● Exercise text
┌──

Educational games are important to include as well. Depending on the game, it can be very affective in giving a student a different perspective on something that he/she may have had a harder time grasping before. Or, like in my experiences, a student might feel more connected to something if they become part of it. For example, when I was in grade school, I played Oregon Trail. I listened when my teacher said the move west was difficult, that many people died from various maladies and other hardships, and those types of facts. However, it wasn't until I got to become one of the travellers, and head out west myself, that I really felt these were actual people who really went through those hardships. Thinking about how much food the wagon could hold and what supplies I needed for my journey, or things like how to take care of my friend who has Cholera...I'll remember things from that game forever. It made history come alive.

Lastly, I believe that Paint Shop Pro is an important tool to teach in the classroom. This is important to integrate into schools because students can use the editing features for anything from school projects to hobbies. Especially with the digital camera boom, a large portion of picture-takers need a program to make their pictures shine ;-) Not only this, but it is a good introduction for those who might eventually become interested in graphic design, or even those who want to learn to make a flyer and need a certain picture to appear a certain way. I can't even count the number of times I have used paint shop pro. I think this should be in schools because it will definitely be useful to students in many different situations.

Wednesday, May 10, 2006


This is a link to a blog about technology. It does not necessarily pertain to technology in the classroom, but I think it shows how technology can be art. This can be useful when trying to think more abstractly about including technology in the curriculum and in finding more creative uses for its integration.


Hopefully this is what you're looking for in regard to a link (because blogger is a little bit evil).

└──

● Study material

┌──

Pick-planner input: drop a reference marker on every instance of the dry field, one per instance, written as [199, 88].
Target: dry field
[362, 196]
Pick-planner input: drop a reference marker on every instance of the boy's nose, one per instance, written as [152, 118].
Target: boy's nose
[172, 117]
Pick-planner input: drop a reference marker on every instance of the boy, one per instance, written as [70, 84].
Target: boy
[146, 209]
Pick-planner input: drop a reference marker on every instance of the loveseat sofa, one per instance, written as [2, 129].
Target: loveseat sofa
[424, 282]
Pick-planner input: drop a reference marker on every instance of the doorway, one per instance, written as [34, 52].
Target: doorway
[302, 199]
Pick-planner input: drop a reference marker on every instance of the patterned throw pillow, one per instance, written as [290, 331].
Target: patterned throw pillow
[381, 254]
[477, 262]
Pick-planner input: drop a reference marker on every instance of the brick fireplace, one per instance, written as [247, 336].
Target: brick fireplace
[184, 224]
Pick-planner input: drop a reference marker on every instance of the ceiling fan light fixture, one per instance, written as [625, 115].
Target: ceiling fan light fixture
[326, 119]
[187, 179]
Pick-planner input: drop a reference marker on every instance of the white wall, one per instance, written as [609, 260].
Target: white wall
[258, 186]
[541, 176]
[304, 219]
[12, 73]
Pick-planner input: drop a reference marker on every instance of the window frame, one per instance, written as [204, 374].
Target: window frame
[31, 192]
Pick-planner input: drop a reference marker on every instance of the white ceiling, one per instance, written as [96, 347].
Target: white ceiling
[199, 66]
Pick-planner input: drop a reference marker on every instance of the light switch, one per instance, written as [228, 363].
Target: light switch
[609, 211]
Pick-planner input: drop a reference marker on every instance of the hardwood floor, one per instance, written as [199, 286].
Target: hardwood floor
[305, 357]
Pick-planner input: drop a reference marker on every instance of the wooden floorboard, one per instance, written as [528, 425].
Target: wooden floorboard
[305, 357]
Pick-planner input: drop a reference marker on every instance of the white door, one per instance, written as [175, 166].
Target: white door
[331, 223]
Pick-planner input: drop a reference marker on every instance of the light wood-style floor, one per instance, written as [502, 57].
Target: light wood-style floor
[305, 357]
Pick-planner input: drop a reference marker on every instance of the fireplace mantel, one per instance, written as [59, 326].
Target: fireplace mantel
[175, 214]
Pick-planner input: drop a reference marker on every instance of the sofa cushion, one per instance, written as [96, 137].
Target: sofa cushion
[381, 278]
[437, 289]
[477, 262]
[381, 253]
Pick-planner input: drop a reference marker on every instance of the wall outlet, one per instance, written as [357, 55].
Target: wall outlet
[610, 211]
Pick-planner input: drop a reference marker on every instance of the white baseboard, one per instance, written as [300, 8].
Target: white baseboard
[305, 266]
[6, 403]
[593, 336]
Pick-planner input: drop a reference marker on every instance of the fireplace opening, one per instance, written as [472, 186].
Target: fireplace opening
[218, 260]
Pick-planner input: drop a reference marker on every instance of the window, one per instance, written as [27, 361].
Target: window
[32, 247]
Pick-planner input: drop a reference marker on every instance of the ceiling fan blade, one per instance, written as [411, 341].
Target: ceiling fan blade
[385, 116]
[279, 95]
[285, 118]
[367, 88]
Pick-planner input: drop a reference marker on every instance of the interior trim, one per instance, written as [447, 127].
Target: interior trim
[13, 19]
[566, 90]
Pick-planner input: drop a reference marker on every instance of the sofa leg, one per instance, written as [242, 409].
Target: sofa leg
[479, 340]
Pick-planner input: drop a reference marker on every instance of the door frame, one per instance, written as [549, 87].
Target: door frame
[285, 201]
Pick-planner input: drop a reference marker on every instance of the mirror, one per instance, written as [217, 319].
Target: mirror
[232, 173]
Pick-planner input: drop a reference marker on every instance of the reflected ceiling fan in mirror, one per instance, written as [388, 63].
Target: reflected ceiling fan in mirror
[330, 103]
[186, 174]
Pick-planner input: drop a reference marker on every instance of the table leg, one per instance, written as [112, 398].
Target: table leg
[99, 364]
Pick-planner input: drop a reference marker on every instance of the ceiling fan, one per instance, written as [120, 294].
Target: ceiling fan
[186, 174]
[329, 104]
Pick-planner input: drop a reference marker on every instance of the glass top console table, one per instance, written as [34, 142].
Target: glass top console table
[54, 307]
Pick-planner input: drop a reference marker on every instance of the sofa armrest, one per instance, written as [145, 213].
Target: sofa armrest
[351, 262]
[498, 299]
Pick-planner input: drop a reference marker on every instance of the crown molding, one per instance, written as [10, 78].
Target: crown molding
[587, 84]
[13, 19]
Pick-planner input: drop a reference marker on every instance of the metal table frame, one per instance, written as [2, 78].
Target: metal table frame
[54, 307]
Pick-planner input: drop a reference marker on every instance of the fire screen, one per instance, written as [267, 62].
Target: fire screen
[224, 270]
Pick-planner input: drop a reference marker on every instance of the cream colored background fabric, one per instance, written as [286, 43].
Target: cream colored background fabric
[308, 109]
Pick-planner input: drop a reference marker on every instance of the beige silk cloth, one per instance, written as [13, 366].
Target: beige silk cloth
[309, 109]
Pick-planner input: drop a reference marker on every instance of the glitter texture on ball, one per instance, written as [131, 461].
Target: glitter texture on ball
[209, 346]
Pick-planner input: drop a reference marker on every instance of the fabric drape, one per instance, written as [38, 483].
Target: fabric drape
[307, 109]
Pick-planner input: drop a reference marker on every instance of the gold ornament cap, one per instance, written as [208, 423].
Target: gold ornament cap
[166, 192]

└──

● Tasks to perform
1. In the blog post about technology in the classroom, which game did the writer play in grade school?
2. Extend the blog post about technology in the classroom, picking up after its last sentence.

● List of answers
1. Oregon Trail.

2.
My Technologies -- B1

. Computer-related technologies in my home are kind of limited when one considers all that is available these days. I own a laptop that is almost four years old (I bought it my freshmen year of college) and although it recently had wireless installed, it isn't working too well in my house. I need to get this looked at, but while I wait, it still has access to dial-up through G.Valley. Also, I can often use my parent's computer. In this way, I am able to use high-speed internet (and their computer is much faster than my laptop, too). My friend Josh, a computer programmer, promises to help guide me in making my laptop the best it can be, but who knows when he will get around to it. I have a cousin, also named Josh, (who is also a computer wonder), that I will probably ask to help me too. He'll most likely come to my aid much more quickly. Anyway, that's about it. Seriously. I mean, we have gaming systems, but no ipods, no mp3 players (besides those on our computers) or blackberrys etc. We have DVD players, but I'm not sure that counts.
. As for my work environment, we don't really have anything of the sort. Then again, I'm in food service. Even our cash register is ancient.
. Teachers used technology mainly with powerpoint, typing papers, and research online. I hope to learn new ways to incorporate technology into the classroom besides things like powerpoints or online scavenger hunts, etc.
. As I wrote on the class forum (group 2), I think educational technologycan be defined by listing the types that are found in a classroom (use of powerpoint, ipods (like G.Valley's French students), the internet and more). I believe, however, that like other kinds of learning approaches, students should have a little bit of everything. In other words, a little audio, a little lecturing, some hands-on, some computer work. The difficult thing is that technological approaches to learning can include so many of the other approaches, it is hard for some to see when technology would be the most efficient method to use in teaching something.